*YOUR GOAL*: Return every line of the data exactly as it stands.
--- DATA EXCERPTS ---
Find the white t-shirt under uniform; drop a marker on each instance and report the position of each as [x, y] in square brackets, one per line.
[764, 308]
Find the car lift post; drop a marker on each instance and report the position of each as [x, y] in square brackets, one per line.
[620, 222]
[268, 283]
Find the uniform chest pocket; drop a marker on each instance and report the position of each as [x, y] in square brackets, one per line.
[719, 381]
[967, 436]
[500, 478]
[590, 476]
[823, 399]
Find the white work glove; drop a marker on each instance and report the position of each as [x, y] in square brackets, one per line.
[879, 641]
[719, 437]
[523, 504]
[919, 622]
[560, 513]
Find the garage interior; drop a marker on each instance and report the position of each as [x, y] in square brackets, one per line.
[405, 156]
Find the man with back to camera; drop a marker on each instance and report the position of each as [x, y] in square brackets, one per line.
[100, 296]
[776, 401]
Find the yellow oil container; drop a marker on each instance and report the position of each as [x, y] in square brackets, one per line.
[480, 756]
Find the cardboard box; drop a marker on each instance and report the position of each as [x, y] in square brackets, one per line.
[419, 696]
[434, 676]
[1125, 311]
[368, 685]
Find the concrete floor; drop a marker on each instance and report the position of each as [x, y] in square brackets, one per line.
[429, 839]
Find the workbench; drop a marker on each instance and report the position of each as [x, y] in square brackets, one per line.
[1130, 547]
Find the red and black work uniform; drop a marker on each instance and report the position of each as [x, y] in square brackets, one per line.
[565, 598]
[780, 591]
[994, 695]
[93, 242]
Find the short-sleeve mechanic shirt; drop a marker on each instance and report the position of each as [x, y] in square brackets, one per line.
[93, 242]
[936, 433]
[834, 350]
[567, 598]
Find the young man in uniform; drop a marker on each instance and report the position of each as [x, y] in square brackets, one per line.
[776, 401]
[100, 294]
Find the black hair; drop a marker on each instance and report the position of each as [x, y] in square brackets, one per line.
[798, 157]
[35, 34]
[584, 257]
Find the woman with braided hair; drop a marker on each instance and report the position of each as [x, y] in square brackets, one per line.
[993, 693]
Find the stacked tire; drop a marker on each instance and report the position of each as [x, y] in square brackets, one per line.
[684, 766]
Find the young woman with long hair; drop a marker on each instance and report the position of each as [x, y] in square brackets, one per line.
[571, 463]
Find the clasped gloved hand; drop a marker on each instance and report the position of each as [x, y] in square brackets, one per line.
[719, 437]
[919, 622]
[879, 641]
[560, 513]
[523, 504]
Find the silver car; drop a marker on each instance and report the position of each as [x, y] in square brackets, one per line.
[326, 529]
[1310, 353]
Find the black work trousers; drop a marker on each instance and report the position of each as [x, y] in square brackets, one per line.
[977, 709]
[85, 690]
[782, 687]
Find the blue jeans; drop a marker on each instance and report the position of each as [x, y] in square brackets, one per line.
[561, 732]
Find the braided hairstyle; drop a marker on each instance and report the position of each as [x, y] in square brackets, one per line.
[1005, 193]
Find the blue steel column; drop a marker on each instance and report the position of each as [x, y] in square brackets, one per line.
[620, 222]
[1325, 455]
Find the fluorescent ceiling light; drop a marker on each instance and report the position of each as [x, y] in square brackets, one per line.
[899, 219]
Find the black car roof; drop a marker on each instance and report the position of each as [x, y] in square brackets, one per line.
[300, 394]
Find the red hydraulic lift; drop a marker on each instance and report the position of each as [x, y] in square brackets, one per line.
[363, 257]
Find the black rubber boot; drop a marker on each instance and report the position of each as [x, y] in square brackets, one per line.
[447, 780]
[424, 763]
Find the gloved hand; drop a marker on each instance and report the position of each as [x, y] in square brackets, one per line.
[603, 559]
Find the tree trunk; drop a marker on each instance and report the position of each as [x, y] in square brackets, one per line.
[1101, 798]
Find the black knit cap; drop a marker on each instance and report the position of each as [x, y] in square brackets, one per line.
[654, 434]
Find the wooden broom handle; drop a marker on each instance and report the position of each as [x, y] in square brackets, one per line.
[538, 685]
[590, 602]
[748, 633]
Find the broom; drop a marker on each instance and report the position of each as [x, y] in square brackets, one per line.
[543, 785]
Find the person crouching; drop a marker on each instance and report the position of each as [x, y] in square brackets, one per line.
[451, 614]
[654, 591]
---
*WRITTEN ANSWER*:
Find the white t-shirt under uniform; drop a marker on each instance and report the position of each as [x, y] in square brackets, one per line.
[764, 308]
Find the car lift post; drop a marker on each instance and report the position of each as [x, y] in square brackets, one per line.
[620, 222]
[268, 283]
Find the uniform chest pocket; drop a marker on each instance and report the position of each as [x, y] in square brackets, one per line.
[719, 381]
[967, 436]
[500, 478]
[590, 476]
[823, 399]
Find the white work glove; drop a marker on each instance and report the position of each as [x, y] in square brackets, one per line.
[879, 641]
[719, 437]
[523, 504]
[919, 622]
[560, 513]
Find the garage interior; drop a marker on each instance and report the position of each as [x, y] in square brackets, one per line.
[405, 156]
Find the man with back to camera; drop a marker on each instance and report the position of each as [x, y] in square brackets, one per line.
[100, 296]
[776, 401]
Find the yellow oil container; drop a marker on each instance and report the position of each as [x, y] in square brackets, one per line.
[480, 756]
Find the cardboard box; drop a marker on each instance and report the position of each as [x, y] in square brackets, one per line.
[419, 696]
[434, 676]
[1125, 311]
[368, 685]
Find the concrete floor; drop a marker on each instance and report the position of each as [x, y] in square brackets, one per line.
[429, 839]
Find the workbench; drop a marker on each instance and report the position of each as [x, y] in square brackets, one per line.
[1130, 547]
Find the red and black work uniform; drop a marker on each instance and report the position of each as [x, y] in square brackets, one per line.
[565, 598]
[780, 591]
[994, 695]
[93, 242]
Find the short-sleeve mechanic shirt; drop a marker on each instance and report the position of each as [x, y] in square brackets, one per line.
[93, 242]
[936, 433]
[834, 350]
[567, 598]
Find the young man in uniform; drop a marker on each instance and report the position of each as [x, y] in square brackets, one per line.
[776, 401]
[100, 294]
Find the black hair; drop a marker on each instance and report the position of each as [x, y] in square brackets, one per line.
[798, 157]
[35, 34]
[584, 257]
Find the woman with braided hair; drop a marker on each instance and report the position of each as [x, y] in square brackets, one per line.
[993, 693]
Find the stacked tire; drop a marker on each instance and report the position of each as [x, y] in square brackets, one per line.
[684, 766]
Find the young woman with long hair; drop a marker on each instance and report the position of each as [x, y] in square brackets, one per line.
[571, 463]
Find the clasped gloved hand; drop a marker on each instance and report the position of each as [x, y] in square brackets, one per line.
[719, 437]
[919, 622]
[879, 641]
[560, 513]
[523, 504]
Find the silver car; drop a marker on each instance and report the position of each as [x, y] in square brackets, one per line.
[326, 529]
[1310, 353]
Find the black work trousers; drop a marker on each instance and report the position of each as [x, y] in square brackets, one per line.
[977, 709]
[85, 690]
[782, 687]
Find the blue jeans; drop a marker on each instance and report the position of each as [x, y] in square brackets, one per line.
[561, 732]
Find the braided hairstyle; drop a marker on each instance and report the position of each as [x, y] in square brackets, one per line.
[1005, 193]
Find the blue steel column; drop a marker on each instance and report the position of each as [x, y] in square brackets, one per line.
[620, 222]
[1325, 455]
Find the fluorescent ceiling light; drop a marker on each instance and report the position of each as [x, y] in square brackets, one per line.
[899, 219]
Find the black car roof; drop a marker on each instance and report the position of each as [x, y] in square brackets, one per line.
[300, 394]
Find the red hydraulic lift; drop a marker on each instance and report the position of each as [x, y] in square brackets, one per line.
[363, 257]
Find the black rubber boot; drop a marker on each instance and report the position of each as [x, y] in square brackets, one per line.
[447, 780]
[424, 763]
Find the gloved hand; drop a marker on each instance and report the position of each as [x, y] in square brackets, one per line.
[603, 559]
Find the tree trunk; drop a marker on each instance and report the position of each as [x, y] in square brackets, one per line.
[1101, 798]
Find the black knit cap; drop a marker on each instance and report the position of each as [x, y] in square brackets, one per line.
[654, 434]
Find the wooden broom handle; drop a marker on each instance and report the position of each as [x, y] in square brackets, one per line.
[538, 685]
[590, 602]
[748, 633]
Find the broom; drop a marker on each instance and report the position of each as [x, y] in square brackets, one per line.
[543, 785]
Find the person crouching; drop a marker on each instance and report the position of each as [x, y] in square brackets, one per line.
[451, 614]
[654, 591]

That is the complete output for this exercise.